*Work required*: Would you give back exactly the lines from the line with "point: man with headset microphone" through the end of the entries below, both included, but none of the pictures?

Data records:
= = = = = = =

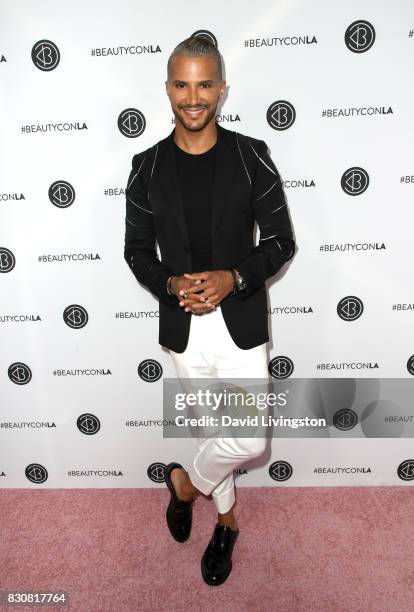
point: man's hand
(205, 290)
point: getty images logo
(45, 55)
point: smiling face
(194, 90)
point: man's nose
(193, 96)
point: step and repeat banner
(328, 87)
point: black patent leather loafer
(216, 562)
(179, 513)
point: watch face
(241, 283)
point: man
(198, 193)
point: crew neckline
(195, 155)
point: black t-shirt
(195, 173)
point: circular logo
(61, 194)
(281, 115)
(88, 424)
(36, 473)
(280, 367)
(345, 419)
(206, 34)
(280, 470)
(45, 55)
(19, 373)
(405, 470)
(7, 260)
(410, 365)
(131, 123)
(360, 36)
(156, 472)
(350, 308)
(355, 181)
(150, 370)
(75, 316)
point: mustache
(198, 106)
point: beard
(195, 126)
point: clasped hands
(201, 292)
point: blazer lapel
(223, 176)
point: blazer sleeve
(139, 248)
(277, 244)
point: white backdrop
(61, 245)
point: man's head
(194, 82)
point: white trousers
(212, 353)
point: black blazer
(247, 188)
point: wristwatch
(239, 282)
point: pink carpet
(335, 549)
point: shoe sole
(215, 582)
(170, 467)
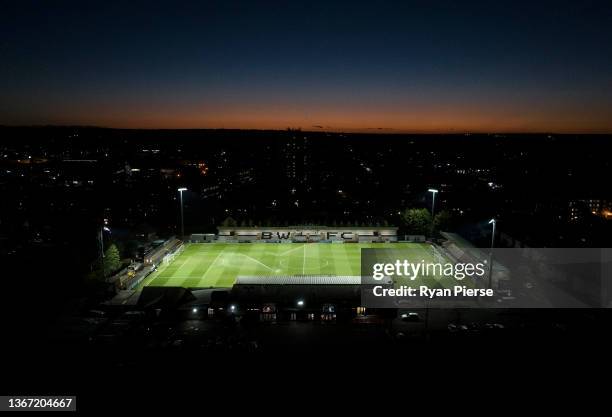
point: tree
(112, 260)
(443, 220)
(417, 221)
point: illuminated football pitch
(208, 265)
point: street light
(433, 192)
(493, 222)
(103, 229)
(180, 190)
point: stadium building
(308, 234)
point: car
(410, 317)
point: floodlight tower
(180, 190)
(492, 222)
(433, 192)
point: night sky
(425, 66)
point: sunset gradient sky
(423, 66)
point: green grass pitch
(219, 264)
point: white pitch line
(284, 253)
(256, 261)
(214, 262)
(304, 262)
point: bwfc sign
(307, 235)
(311, 233)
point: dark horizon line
(365, 131)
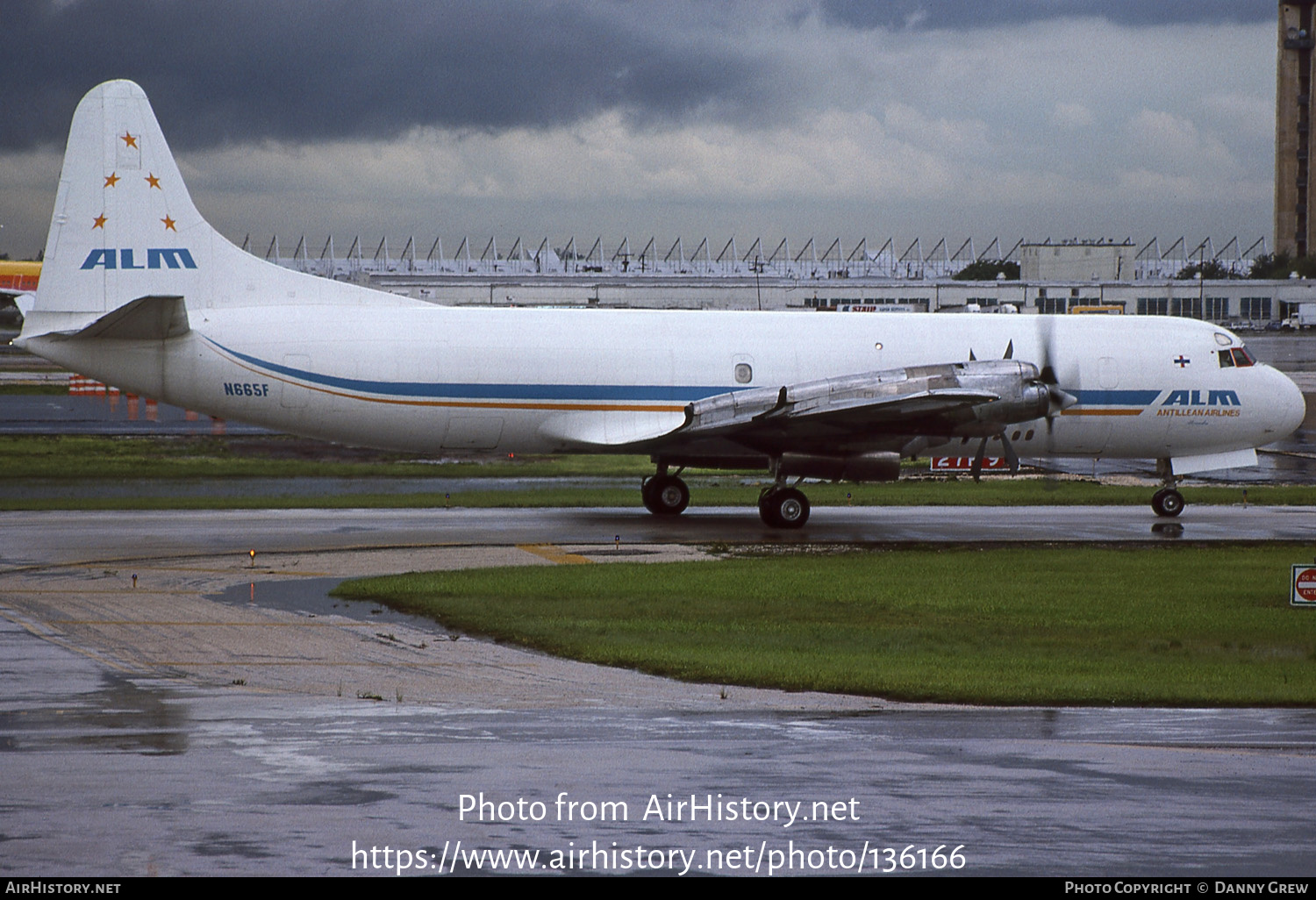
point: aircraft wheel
(1168, 502)
(783, 508)
(665, 495)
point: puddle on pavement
(310, 596)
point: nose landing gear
(1168, 502)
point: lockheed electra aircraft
(139, 291)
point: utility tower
(1292, 126)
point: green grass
(1178, 626)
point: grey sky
(1023, 118)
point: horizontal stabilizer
(145, 318)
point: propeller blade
(1011, 457)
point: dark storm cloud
(976, 13)
(242, 70)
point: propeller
(1058, 400)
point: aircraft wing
(873, 410)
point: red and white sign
(966, 463)
(1305, 586)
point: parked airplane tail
(126, 234)
(121, 212)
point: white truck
(1303, 316)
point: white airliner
(139, 291)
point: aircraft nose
(1290, 407)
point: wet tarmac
(110, 774)
(42, 537)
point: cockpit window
(1242, 357)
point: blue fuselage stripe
(653, 392)
(1118, 397)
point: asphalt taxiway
(168, 728)
(36, 537)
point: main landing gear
(783, 507)
(663, 494)
(779, 505)
(1166, 502)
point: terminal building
(1053, 278)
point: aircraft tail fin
(124, 224)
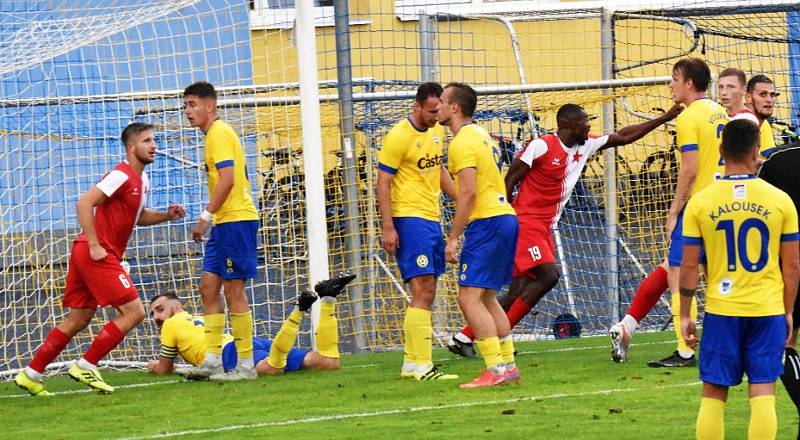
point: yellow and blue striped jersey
(183, 334)
(741, 221)
(414, 157)
(699, 128)
(473, 147)
(223, 149)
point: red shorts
(535, 246)
(92, 283)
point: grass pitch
(570, 389)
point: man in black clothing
(781, 170)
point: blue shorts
(676, 243)
(487, 258)
(421, 250)
(231, 250)
(261, 348)
(733, 345)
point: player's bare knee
(75, 322)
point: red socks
(515, 314)
(648, 293)
(108, 338)
(53, 346)
(517, 311)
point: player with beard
(548, 170)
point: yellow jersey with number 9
(414, 157)
(699, 128)
(184, 335)
(473, 147)
(741, 221)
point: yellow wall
(479, 52)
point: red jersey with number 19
(115, 218)
(554, 171)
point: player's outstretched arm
(465, 203)
(447, 184)
(633, 133)
(85, 208)
(149, 217)
(390, 240)
(688, 286)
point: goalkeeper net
(73, 76)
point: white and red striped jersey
(115, 218)
(746, 114)
(554, 171)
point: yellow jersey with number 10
(741, 221)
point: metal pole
(609, 167)
(429, 69)
(350, 188)
(316, 228)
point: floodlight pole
(610, 167)
(316, 228)
(350, 189)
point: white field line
(414, 409)
(87, 390)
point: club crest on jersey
(740, 191)
(725, 286)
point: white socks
(86, 365)
(630, 323)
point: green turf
(570, 389)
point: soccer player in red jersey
(547, 171)
(107, 214)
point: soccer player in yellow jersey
(490, 227)
(749, 230)
(410, 180)
(230, 253)
(183, 335)
(760, 99)
(698, 128)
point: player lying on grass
(183, 334)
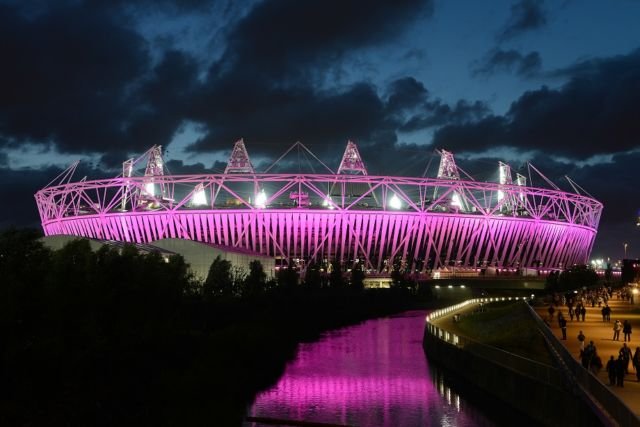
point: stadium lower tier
(419, 240)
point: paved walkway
(601, 333)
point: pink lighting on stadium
(324, 216)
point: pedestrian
(620, 372)
(587, 355)
(581, 338)
(636, 363)
(560, 317)
(625, 352)
(611, 371)
(617, 327)
(563, 327)
(626, 330)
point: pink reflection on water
(372, 374)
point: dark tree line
(108, 337)
(577, 276)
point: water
(372, 374)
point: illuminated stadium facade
(350, 216)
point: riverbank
(534, 387)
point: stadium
(423, 224)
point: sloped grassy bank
(534, 387)
(507, 326)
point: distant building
(198, 255)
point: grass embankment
(507, 326)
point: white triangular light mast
(351, 161)
(447, 168)
(521, 181)
(504, 178)
(239, 160)
(155, 167)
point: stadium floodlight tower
(155, 167)
(504, 178)
(351, 161)
(449, 171)
(239, 160)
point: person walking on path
(563, 327)
(581, 339)
(636, 363)
(625, 353)
(611, 371)
(620, 372)
(617, 327)
(626, 330)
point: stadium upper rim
(347, 214)
(350, 188)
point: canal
(374, 374)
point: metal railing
(520, 364)
(594, 390)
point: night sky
(554, 83)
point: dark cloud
(265, 87)
(595, 112)
(436, 113)
(526, 15)
(290, 38)
(512, 61)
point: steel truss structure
(424, 223)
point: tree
(357, 277)
(335, 276)
(288, 277)
(608, 273)
(312, 277)
(219, 281)
(576, 277)
(551, 283)
(397, 275)
(255, 282)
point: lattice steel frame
(526, 227)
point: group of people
(618, 368)
(624, 327)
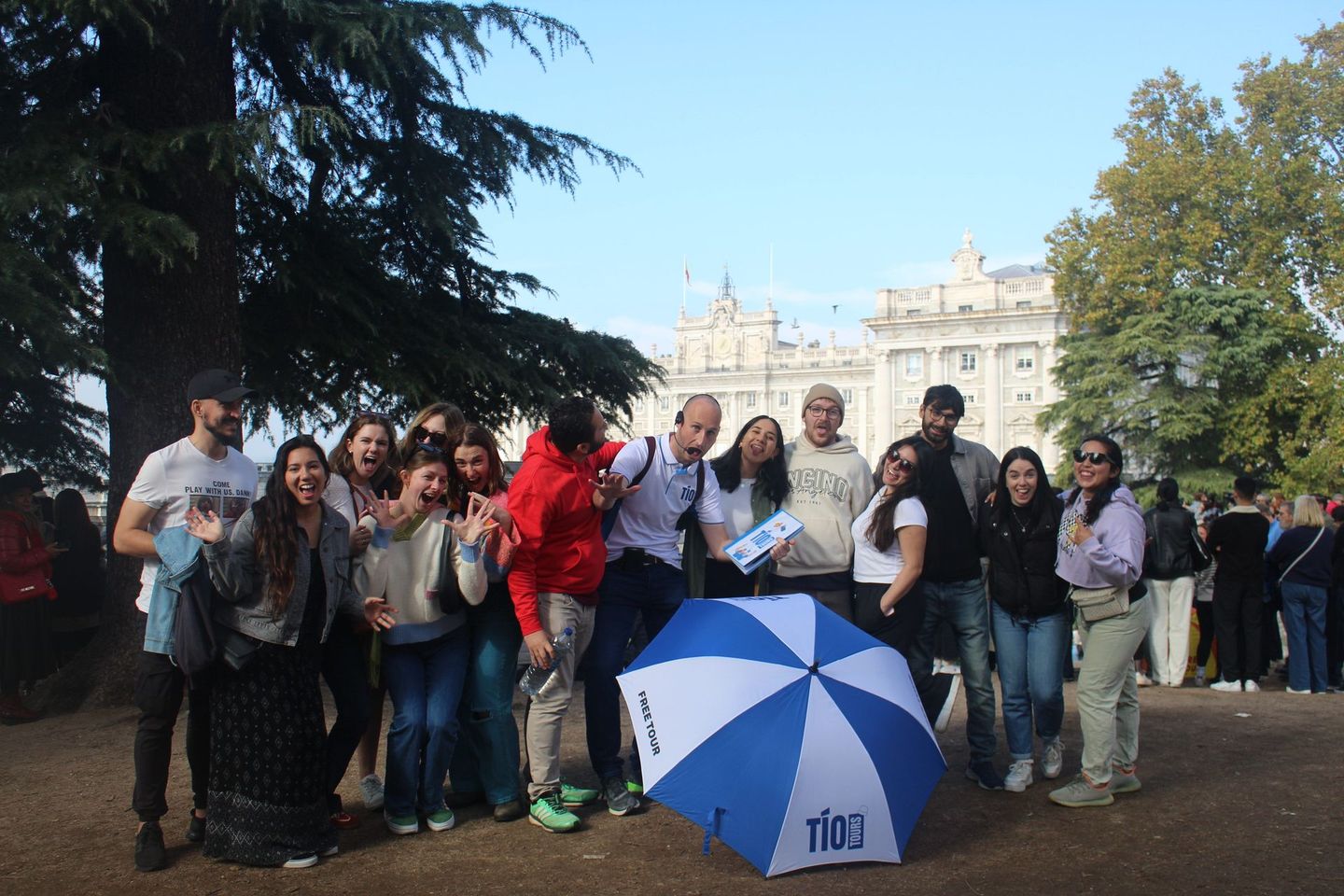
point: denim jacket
(242, 586)
(177, 553)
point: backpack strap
(609, 514)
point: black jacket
(1022, 565)
(1169, 553)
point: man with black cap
(830, 483)
(199, 469)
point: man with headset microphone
(644, 567)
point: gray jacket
(232, 569)
(977, 471)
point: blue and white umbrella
(784, 730)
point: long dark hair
(341, 461)
(1099, 501)
(476, 437)
(880, 529)
(773, 474)
(274, 520)
(1041, 503)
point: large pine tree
(284, 189)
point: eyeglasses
(424, 437)
(1092, 457)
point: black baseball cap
(218, 385)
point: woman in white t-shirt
(889, 546)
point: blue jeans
(964, 606)
(425, 681)
(487, 757)
(1031, 670)
(655, 592)
(1304, 617)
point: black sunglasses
(434, 440)
(1092, 457)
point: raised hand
(610, 488)
(382, 510)
(473, 525)
(207, 526)
(378, 614)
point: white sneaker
(371, 788)
(1019, 776)
(1053, 759)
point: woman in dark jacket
(1303, 560)
(1027, 611)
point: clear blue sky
(858, 138)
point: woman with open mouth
(487, 758)
(1101, 556)
(753, 483)
(283, 577)
(1029, 613)
(429, 566)
(362, 468)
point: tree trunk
(162, 321)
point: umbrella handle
(711, 826)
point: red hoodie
(561, 550)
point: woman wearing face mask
(429, 567)
(283, 577)
(889, 547)
(753, 483)
(360, 468)
(1029, 611)
(485, 761)
(1101, 556)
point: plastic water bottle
(537, 678)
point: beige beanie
(824, 390)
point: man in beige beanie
(830, 485)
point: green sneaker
(1080, 792)
(440, 819)
(550, 814)
(571, 795)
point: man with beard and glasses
(644, 574)
(556, 501)
(830, 485)
(204, 468)
(956, 481)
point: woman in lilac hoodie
(1101, 546)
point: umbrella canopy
(784, 730)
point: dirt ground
(1240, 794)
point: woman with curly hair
(283, 577)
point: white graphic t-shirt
(179, 477)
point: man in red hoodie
(556, 501)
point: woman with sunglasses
(436, 425)
(429, 566)
(889, 547)
(281, 578)
(1027, 611)
(360, 468)
(487, 758)
(753, 483)
(1101, 556)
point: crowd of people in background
(414, 567)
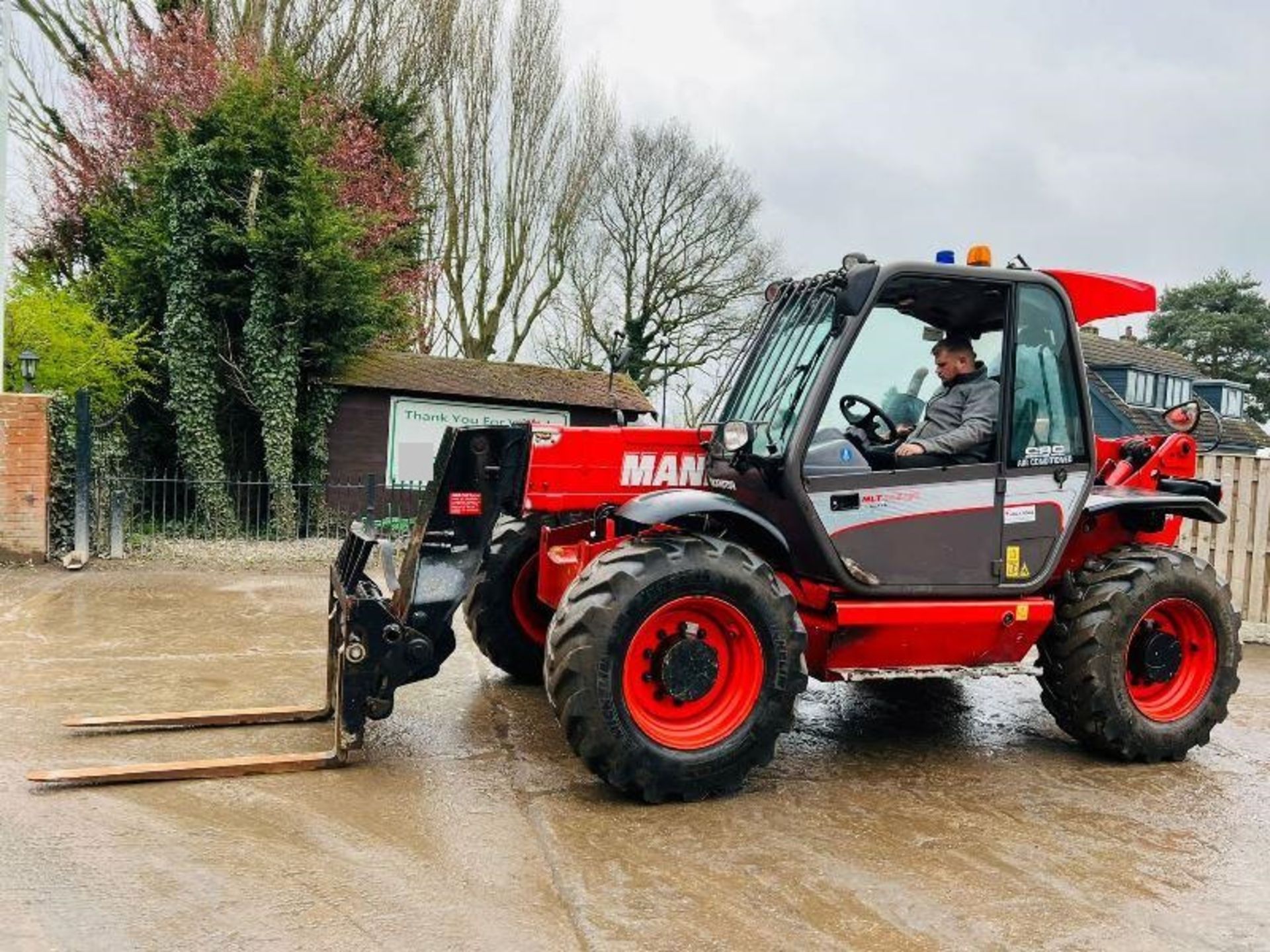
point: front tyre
(1143, 658)
(506, 619)
(673, 663)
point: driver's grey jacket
(962, 416)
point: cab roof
(1094, 296)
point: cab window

= = = = = = =

*Response*:
point: man with headset microphone
(644, 567)
point: gray jacket
(232, 569)
(977, 471)
point: blue and white umbrella
(784, 730)
point: long dark hair
(341, 461)
(1099, 501)
(476, 437)
(880, 529)
(773, 474)
(274, 520)
(1041, 503)
point: large pine tree
(284, 189)
point: eyeglasses
(424, 437)
(1092, 457)
point: black baseball cap
(218, 385)
point: woman in white t-shirt
(889, 546)
point: blue jeans
(964, 606)
(425, 681)
(487, 757)
(1031, 670)
(655, 592)
(1304, 617)
point: black sunglasses
(434, 440)
(1092, 457)
point: raised hand
(610, 488)
(382, 510)
(473, 525)
(207, 526)
(378, 614)
point: white sneaker
(371, 788)
(1019, 776)
(1053, 759)
point: woman in dark jacket
(1303, 560)
(1027, 611)
point: clear blue sky
(858, 138)
point: woman with open mouth
(487, 758)
(1101, 556)
(753, 483)
(283, 577)
(1029, 613)
(429, 566)
(362, 468)
point: tree trunk
(162, 321)
point: umbrella handle
(711, 826)
point: red hoodie
(561, 550)
point: woman wearing face mask
(429, 567)
(283, 577)
(889, 547)
(753, 483)
(360, 468)
(1029, 611)
(485, 761)
(1101, 556)
point: plastic water bottle
(537, 678)
point: beige beanie
(824, 390)
point: man in beige beanie
(830, 485)
point: green sneaker
(1080, 792)
(440, 819)
(550, 814)
(571, 795)
point: man with beard and glasses
(644, 574)
(556, 501)
(830, 485)
(204, 468)
(956, 481)
point: woman in lilac hoodie
(1101, 546)
point: umbrella canopy
(784, 730)
point: dirt ground
(1240, 794)
point: woman with curly hair
(283, 577)
point: white graphic t-shirt
(179, 477)
point: man in red hoodie
(556, 501)
point: woman with sunglasses
(436, 425)
(429, 566)
(889, 547)
(281, 578)
(1027, 611)
(360, 468)
(487, 758)
(753, 483)
(1101, 556)
point: crowd of people in background
(414, 567)
point: front tyre
(1143, 658)
(506, 619)
(673, 663)
point: driver's grey jacket
(962, 416)
point: cab roof
(1094, 296)
point: cab window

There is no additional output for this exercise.